▸ Document text:

Whether you’re a dog-lover or just a fan of the ones you see on screen, it’s easy to see why our furry friends have long been hailed as man’s best friend. What other animal will bound up to you in utter ecstasy every single time you walk in the front door? Who else will occasionally pittle on your brand new rug only to lick your face off moments later?
Even when they get into trouble, we can’t help but love dogs for the joy and companionship they bring us. Here are the best dog movies of all time you can enjoy with or without your tail-wagging sidekick.
Lassie Come Home
The film that launched countless tales of dogs trying to find their way back to their owners, Lassie Come Home was based on the novel of the same name by Eric Knight. First released in 1943, it tells the story of a poor family in Yorkshire, England, who must sell their rough collie Lassie to a rich Duke. Lassie, however, will have none of this, and eventually escapes so she can be reunited with her owner, a young boy named Joe. Lassie’s bravery knows no bounds as she battles the elements and evades potential captors on her long journey home. Her debut film led her to become one of the most famous dogs of all time, appearing in other films, TV shows, comic books, toys, and other media. Not to brag or anything, but she even has her own star on the Hollywood Walk of Fame. Talk about a cultural impact.
Lady and the Tramp
The film that forever changed how we looked at a plate of spaghetti and meatballs, Lady and the Tramp was also the first Disney animated film to center entirely around dogs. Lady is a cocker spaniel who lives a comfortable life with Jim Dear and Darling while Tramp is a stray mutt who spends his days eating scraps and hiding from the dog catcher. They have nothing in common, but as their paths cross and they spend more time together, they begin to fall in love, sharing plates of spaghetti and battling terrifying rats the way all happy couples do. Minus the racist “Siamese Cat Song” — which Disney Plus has pointed out was wrong then and is wrong now — Lady and the Tramp was an early example of love defying all odds, be they class, dog breed, or otherwise.
One of the most beloved dog films of all time, Old Yeller packs a heavy emotional punch. Based on Fred Gipson’s novel, it tells the story of a family that discovers a stray yellow dog who proves that he’s not just a mutt, but a helpful new member of the family. The relationship between Yeller and 15-year-old Travis gave the film its “boy and his dog” feel and was among the first movies to capture the connection between humans and their pets. While the ending is among the saddest in cinema, it became one of the most famous film finales of all time, making Old Yeller a favorite of baby boomers and cementing it as an important work in animal film history.

▸ Data shown:
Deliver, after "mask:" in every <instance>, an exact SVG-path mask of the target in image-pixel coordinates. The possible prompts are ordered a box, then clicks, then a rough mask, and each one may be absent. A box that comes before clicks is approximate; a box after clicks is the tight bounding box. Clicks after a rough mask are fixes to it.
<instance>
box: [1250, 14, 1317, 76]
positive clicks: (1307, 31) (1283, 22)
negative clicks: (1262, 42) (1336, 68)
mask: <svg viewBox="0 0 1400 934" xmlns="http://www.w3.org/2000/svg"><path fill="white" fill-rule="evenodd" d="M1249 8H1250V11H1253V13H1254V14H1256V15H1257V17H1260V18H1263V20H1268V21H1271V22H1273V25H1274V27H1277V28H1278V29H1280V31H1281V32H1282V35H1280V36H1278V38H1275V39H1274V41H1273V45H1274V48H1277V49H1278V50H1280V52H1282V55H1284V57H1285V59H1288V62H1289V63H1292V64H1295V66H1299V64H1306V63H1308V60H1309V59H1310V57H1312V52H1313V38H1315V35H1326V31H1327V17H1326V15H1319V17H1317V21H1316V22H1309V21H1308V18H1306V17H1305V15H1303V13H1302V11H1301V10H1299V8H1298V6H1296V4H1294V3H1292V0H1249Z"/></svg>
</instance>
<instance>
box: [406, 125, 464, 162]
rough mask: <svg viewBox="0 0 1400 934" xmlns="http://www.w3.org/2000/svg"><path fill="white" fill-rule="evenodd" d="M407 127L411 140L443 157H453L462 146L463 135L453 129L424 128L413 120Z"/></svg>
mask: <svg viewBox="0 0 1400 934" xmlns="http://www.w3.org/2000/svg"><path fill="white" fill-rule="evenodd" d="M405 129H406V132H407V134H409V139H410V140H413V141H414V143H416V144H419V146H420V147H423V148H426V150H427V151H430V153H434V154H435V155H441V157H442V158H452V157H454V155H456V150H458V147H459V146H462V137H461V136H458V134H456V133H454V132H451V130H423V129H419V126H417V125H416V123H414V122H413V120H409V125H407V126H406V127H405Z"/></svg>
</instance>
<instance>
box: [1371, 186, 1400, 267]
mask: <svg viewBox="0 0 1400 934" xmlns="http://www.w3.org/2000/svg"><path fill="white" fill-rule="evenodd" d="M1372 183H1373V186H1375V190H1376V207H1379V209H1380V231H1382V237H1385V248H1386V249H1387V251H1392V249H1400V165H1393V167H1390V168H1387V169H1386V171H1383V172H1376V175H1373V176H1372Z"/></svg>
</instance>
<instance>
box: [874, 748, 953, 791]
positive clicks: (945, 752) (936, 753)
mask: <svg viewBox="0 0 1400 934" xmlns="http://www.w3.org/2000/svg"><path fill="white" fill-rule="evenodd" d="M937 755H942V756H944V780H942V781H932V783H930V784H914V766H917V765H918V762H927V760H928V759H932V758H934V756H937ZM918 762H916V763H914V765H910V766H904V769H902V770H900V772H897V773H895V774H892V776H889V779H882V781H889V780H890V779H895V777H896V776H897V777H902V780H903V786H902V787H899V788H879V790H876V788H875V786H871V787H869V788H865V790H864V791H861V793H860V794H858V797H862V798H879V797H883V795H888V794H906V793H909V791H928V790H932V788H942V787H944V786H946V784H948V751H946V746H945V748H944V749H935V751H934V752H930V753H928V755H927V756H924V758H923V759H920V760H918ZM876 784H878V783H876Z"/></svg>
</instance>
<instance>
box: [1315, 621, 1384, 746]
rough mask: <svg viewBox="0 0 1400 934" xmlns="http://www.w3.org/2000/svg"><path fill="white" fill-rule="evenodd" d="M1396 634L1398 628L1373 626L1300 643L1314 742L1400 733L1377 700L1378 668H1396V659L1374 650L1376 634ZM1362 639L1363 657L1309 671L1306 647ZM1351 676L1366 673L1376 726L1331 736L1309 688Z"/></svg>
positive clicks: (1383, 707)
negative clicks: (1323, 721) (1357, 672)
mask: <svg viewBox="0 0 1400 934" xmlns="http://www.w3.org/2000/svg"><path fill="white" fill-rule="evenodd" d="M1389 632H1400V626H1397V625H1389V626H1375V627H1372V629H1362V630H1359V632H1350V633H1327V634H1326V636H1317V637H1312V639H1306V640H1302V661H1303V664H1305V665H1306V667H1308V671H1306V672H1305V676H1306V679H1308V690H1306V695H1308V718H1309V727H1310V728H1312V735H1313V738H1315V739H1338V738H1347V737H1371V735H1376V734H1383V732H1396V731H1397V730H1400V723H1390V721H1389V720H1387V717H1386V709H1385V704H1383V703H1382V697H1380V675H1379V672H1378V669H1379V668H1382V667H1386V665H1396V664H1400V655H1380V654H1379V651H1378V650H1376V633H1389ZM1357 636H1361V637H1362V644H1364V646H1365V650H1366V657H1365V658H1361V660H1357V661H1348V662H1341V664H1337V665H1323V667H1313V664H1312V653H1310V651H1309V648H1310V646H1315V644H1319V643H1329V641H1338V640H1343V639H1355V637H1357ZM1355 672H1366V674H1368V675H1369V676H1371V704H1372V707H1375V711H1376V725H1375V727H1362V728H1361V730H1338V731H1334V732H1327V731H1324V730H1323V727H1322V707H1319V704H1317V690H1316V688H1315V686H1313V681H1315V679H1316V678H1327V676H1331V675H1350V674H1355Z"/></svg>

▸ Problems to work on:
**1.** Write out the passage of the dog-movie text starting with "Even when they" and going on through "your tail-wagging sidekick.".
**2.** How many lines of the listing contain the string "positive", with case counting? Reply with the number alone.

▸ Results:
**1.**
Even when they get into trouble, we can’t help but love dogs for the joy and companionship they bring us. Here are the best dog movies of all time you can enjoy with or without your tail-wagging sidekick.

**2.** 3